Document text ▸
If you want to talk about RISC-V, the Open Source instruction set for CPUs, you’re probably talking about microcontrollers. You can buy small but powerful RISC-V micros on par with an ARM Cortex-M4 right now. Deep in the pipeline are cores for something resembling SoCs, the kind you’d find in desktop NAS solutions, maybe a few routers, and smart TVs. This is great and all, but our idea of a ‘computer’ is still a desktop. When is the Open instruction set desktop coming? Well, it’s here right now. [Andrew Back] built a RISC-V desktop computer. It runs Linux, it comes in a case, it has HDMI and USB, there’s a graphics card in there somewhere, and it works. This is a desktop, running with a RISC-V core.
The core of this build is the HiFive Unleashed, a Linux-capable board from SiFive, makers of the first (production) RISC-V microcontroller. This board uses the Freedom U540 SOC built with a 28nm process, has 8GB of DDR4, and 32MB of Flash. For a board built on an Open archetecuture this is impressive, but it comes at a cost: the HiFive Unleashed ran for $1000 during its crowdfunding campaign.

Problem 1 ▸
Identify every line in the records below that contains the word "club", and copy each of those lines.

Raw records ▸
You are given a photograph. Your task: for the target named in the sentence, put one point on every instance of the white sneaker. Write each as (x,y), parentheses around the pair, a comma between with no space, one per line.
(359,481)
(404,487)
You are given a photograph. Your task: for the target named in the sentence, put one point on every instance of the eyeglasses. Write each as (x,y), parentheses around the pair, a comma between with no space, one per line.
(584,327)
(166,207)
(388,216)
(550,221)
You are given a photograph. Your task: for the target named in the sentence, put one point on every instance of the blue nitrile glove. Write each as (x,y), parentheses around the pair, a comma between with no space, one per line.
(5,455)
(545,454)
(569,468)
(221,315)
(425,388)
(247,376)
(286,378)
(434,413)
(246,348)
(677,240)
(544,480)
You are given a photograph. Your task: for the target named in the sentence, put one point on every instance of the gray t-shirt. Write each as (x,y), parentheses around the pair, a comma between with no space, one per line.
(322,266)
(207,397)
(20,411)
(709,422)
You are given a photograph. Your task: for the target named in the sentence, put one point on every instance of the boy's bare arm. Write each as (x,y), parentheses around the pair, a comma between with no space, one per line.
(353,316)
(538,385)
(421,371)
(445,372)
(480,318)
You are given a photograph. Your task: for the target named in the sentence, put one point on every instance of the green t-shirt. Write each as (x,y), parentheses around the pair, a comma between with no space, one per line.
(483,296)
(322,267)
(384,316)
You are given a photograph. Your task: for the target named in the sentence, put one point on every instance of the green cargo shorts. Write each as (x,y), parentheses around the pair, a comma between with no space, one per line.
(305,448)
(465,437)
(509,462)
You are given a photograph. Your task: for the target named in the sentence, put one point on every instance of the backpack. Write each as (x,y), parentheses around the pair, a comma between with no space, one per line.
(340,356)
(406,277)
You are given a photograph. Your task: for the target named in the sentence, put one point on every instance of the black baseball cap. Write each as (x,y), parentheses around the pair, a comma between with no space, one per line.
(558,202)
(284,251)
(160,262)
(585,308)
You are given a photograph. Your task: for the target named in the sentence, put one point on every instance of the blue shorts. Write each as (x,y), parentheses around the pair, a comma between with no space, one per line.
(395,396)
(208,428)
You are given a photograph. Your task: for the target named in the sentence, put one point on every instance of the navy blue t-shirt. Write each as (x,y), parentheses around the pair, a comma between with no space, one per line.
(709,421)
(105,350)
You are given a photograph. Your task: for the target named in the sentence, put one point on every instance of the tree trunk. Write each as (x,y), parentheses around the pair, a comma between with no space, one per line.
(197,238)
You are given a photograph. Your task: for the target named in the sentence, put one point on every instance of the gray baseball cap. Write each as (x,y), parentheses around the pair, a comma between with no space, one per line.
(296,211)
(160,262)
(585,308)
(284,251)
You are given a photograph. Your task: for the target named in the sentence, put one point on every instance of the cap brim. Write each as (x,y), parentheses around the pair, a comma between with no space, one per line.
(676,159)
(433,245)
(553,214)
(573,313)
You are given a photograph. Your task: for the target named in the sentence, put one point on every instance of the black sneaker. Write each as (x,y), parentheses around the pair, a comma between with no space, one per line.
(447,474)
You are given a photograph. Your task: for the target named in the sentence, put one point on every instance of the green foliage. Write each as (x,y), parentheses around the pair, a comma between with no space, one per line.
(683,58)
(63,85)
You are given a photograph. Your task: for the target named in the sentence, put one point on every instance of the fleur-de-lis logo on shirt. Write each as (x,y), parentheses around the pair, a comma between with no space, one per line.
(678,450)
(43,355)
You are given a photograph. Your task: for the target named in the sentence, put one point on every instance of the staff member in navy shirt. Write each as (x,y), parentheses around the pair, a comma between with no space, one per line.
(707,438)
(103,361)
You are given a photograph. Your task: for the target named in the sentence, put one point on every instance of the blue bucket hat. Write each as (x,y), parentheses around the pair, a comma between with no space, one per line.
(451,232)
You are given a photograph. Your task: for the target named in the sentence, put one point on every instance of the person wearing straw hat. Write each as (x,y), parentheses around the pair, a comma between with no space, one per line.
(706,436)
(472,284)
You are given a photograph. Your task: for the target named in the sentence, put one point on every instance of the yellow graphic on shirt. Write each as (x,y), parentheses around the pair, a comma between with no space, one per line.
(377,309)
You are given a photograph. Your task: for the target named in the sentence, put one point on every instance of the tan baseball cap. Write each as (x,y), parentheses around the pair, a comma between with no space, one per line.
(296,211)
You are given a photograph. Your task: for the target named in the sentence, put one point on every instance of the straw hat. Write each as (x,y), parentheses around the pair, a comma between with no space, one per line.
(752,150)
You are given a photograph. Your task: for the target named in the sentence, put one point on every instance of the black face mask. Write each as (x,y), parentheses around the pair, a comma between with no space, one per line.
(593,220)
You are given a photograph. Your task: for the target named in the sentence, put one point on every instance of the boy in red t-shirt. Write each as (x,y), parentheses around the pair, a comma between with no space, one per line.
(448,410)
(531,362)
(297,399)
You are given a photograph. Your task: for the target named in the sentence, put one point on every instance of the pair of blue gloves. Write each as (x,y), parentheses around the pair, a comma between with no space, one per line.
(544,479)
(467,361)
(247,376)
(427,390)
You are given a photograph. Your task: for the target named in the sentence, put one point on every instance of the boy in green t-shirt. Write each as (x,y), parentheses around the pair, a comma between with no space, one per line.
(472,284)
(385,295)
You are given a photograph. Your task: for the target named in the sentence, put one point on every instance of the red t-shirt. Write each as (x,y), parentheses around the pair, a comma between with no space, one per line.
==
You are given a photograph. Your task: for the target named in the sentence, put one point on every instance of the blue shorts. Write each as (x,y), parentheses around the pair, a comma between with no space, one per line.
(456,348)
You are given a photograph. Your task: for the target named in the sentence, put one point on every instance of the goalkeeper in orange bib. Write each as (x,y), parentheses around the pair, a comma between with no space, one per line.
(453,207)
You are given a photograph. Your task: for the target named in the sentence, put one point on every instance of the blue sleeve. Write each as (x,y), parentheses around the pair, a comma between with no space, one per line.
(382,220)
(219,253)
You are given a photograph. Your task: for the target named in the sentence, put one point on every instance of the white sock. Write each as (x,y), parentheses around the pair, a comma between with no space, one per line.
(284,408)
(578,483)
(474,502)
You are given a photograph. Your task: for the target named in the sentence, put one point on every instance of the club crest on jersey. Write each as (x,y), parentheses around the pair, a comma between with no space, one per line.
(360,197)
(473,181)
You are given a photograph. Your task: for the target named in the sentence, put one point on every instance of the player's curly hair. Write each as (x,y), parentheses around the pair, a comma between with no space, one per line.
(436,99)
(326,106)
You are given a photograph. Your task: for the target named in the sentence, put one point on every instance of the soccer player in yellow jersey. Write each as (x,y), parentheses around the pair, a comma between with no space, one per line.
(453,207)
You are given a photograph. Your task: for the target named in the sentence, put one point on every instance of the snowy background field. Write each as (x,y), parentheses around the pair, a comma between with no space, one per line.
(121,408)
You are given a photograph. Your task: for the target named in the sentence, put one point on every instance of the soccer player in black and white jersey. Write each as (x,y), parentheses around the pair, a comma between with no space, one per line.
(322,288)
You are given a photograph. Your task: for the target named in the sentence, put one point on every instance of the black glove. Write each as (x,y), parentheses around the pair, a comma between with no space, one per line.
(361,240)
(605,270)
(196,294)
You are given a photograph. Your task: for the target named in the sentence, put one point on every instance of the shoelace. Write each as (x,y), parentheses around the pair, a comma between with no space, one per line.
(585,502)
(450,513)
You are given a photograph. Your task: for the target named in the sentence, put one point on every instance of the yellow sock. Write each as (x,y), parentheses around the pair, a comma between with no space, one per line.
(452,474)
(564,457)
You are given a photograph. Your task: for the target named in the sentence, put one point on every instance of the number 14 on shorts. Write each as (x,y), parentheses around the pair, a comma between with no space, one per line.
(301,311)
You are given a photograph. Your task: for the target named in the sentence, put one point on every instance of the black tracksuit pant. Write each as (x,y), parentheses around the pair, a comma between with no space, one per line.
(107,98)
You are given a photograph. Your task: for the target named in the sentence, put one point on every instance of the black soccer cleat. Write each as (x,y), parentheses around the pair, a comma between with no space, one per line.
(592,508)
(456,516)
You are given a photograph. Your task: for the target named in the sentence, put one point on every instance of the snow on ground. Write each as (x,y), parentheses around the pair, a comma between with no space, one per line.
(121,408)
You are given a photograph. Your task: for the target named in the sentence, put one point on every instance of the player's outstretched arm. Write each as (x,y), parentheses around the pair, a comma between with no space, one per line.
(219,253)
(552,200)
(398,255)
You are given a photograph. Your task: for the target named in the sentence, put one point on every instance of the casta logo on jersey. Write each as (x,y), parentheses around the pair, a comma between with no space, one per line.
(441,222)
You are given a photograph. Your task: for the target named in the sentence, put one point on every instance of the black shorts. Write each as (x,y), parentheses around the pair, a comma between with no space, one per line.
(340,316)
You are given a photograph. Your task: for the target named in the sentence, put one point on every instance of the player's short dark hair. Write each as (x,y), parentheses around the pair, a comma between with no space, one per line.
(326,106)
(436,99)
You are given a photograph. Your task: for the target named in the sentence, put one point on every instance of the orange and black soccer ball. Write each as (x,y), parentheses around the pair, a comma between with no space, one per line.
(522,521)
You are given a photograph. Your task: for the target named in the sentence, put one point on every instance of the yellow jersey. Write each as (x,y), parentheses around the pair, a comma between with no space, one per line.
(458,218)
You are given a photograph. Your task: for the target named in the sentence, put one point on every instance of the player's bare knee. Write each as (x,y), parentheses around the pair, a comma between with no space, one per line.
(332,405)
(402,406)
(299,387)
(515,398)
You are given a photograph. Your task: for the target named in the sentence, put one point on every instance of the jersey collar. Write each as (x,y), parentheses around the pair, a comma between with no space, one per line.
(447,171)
--
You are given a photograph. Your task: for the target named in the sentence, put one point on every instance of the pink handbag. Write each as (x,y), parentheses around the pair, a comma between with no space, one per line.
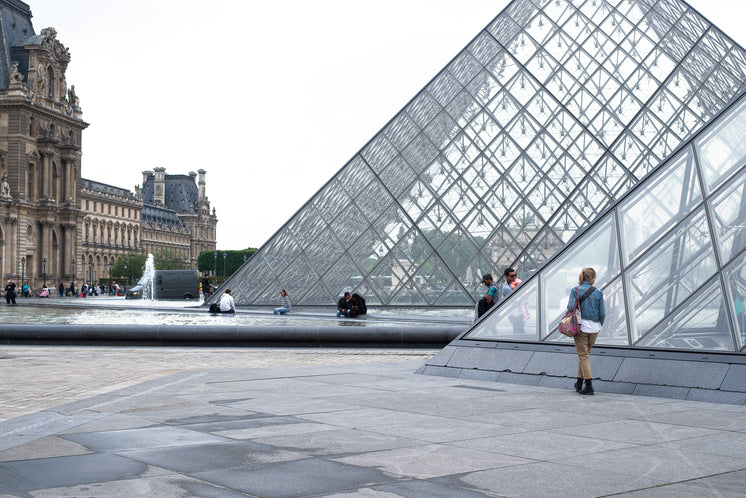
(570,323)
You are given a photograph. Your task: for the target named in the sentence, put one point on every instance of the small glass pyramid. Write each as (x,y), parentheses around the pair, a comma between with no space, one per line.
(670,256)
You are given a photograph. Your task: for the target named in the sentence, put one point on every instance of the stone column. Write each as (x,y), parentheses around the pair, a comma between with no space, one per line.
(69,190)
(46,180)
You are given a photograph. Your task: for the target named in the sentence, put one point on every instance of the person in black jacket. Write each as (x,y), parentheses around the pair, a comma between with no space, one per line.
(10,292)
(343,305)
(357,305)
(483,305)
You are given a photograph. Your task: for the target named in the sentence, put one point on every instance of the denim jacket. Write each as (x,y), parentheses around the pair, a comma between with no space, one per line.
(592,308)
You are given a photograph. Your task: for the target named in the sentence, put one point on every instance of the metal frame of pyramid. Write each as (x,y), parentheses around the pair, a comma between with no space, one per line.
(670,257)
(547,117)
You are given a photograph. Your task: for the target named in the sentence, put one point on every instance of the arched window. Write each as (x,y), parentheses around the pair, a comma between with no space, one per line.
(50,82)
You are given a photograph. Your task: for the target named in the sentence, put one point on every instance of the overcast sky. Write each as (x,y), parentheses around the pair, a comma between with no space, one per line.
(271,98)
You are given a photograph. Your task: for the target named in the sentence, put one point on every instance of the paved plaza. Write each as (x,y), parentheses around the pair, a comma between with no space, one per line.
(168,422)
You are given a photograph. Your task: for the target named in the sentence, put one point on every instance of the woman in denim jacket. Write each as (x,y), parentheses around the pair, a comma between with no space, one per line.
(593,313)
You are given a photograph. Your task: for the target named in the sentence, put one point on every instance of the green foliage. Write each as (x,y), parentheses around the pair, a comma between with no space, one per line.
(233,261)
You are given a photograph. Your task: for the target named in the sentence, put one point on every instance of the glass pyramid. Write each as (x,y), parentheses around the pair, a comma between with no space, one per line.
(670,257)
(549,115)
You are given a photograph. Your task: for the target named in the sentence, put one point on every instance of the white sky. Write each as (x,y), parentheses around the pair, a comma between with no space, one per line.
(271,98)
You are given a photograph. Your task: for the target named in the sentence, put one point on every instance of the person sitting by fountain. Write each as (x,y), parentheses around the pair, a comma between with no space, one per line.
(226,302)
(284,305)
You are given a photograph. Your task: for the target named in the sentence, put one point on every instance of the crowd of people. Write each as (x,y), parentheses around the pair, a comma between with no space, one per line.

Problem 2 ▸
In the RISC-V desktop article, how much did the HiFive Unleashed cost during its crowdfunding campaign?

Reply 1 ▸
You are given a photograph. Your task: for the target named in the sentence, put one point on every instance of the club crest on jersey. Write each as (x,y), parentheses around the pair, a comma between with no space, one per line.

Reply 2 ▸
$1000